**TASK TO CARRY OUT**.
Present the following data again exactly as it is shown.

**RECORD EXTRACTS**.

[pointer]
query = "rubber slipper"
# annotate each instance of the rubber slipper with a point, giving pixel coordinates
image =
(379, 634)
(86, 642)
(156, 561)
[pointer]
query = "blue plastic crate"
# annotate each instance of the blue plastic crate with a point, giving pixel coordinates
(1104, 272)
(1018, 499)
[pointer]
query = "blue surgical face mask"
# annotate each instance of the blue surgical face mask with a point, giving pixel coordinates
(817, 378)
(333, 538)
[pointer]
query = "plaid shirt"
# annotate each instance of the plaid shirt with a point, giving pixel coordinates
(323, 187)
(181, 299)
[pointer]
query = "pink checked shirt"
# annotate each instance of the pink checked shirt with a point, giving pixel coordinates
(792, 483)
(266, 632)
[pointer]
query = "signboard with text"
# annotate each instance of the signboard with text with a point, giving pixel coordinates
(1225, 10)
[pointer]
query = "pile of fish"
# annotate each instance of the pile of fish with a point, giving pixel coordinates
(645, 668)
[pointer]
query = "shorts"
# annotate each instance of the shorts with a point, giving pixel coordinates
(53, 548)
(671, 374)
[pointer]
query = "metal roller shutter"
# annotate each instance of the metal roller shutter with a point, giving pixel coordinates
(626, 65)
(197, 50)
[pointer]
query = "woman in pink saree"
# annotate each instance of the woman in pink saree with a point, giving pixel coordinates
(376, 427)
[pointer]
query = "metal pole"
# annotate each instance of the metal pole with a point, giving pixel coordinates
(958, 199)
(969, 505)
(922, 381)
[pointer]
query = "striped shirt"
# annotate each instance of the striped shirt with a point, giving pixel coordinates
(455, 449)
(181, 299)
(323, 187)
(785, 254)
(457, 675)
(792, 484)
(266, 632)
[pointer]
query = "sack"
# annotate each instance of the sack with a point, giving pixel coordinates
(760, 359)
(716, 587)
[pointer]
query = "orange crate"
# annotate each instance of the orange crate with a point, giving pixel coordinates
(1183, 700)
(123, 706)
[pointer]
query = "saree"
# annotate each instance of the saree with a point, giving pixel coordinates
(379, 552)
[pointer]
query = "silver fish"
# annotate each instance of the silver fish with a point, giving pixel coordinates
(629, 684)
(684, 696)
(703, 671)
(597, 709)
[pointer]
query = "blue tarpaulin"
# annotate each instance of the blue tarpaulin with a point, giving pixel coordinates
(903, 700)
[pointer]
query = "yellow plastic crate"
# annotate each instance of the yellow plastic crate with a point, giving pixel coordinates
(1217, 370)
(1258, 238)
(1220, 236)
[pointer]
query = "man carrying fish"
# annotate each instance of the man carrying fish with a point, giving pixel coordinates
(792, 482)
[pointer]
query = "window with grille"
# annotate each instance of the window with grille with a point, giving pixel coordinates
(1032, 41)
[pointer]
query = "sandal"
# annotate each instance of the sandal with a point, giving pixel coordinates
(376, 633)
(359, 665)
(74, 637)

**SOLUTION TO THE EXERCISE**.
[pointer]
query = "rubber slipper"
# annotate each instance of the rubber slipper with a point, giving pixel coordinates
image =
(379, 634)
(86, 642)
(156, 561)
[pointer]
query = "blue plastic crate"
# annotate each instance of the blue plastic crate with a point, giving pixel coordinates
(1104, 272)
(1018, 499)
[pointer]
query = "blue surgical face mask"
# annotate each instance of the blue surgical face mask with a point, giving pixel coordinates
(817, 378)
(333, 538)
[pointer]
query = "plaid shirt"
# annotate each instance of the plaid shirt with a point, giving pixel coordinates
(323, 187)
(181, 299)
[pointer]
query = "pink checked shirt"
# annotate each instance of the pink checked shirt with a point, giving pixel coordinates
(792, 483)
(266, 632)
[pointer]
query = "signboard with text"
# annotate each instance of the signboard with text with a point, giving pixel coordinates
(1225, 10)
[pointer]
query = "pile of fish"
# annotate each instance of the pile of fish with a point, giving pixel coordinates
(645, 668)
[pointer]
query = "shorts"
# annotate each instance of the shorts with a point, giving pixel coordinates
(53, 548)
(671, 374)
[pointer]
query = "metal roller shutter"
# annotate each instance of the metal roller shutter with a point, giving pixel coordinates
(626, 65)
(197, 50)
[pointer]
query = "woman in pink saree"
# annotate each instance of the woman in pink saree with a point, giving pixel coordinates
(376, 427)
[pointer]
query = "metal pole"
# annotate each instance of the metal pole with a point, giving pixel coordinates
(958, 199)
(969, 505)
(922, 381)
[pointer]
query = "striped shirt"
# annotate each instance of the striped shirt with a point, giving pixel coordinates
(455, 449)
(181, 299)
(323, 187)
(785, 254)
(457, 675)
(792, 484)
(266, 632)
[pointer]
query = "sack"
# annotate each instance of the sack with a point, giving pixel coordinates
(760, 359)
(716, 587)
[pointer]
query = "orange crate"
# annotate each instance of the orange crate with a point, giving pixel coordinates
(1183, 700)
(123, 706)
[pointer]
query = "saree"
# annotate each instance of the saree with a point, giving pixel coordinates
(379, 552)
[pointer]
query = "silver fish"
# annotate each instance of the silver fish with a point, giving pixel coordinates
(629, 684)
(684, 696)
(703, 671)
(597, 709)
[pointer]
query = "blue tarpaulin"
# annotate each instance of the blue tarpaulin with a point, giving pixel coordinates
(903, 700)
[pointer]
query = "yellow plastic crate"
# annotate each instance of the yellow plastic crate with a point, giving pixel coordinates
(1217, 370)
(1258, 238)
(1220, 236)
[pointer]
query = "man carrying fish"
# annotate each instance of the man carrying fish with a point, giving pixel coordinates
(792, 482)
[pointer]
query = "window with grille"
# annotate each instance of the window with grille with a point, giving pixel coordinates
(1032, 41)
[pointer]
query = "sandal"
# annotate each instance of the sandal with a point, giving pixel coordinates
(376, 633)
(359, 665)
(74, 637)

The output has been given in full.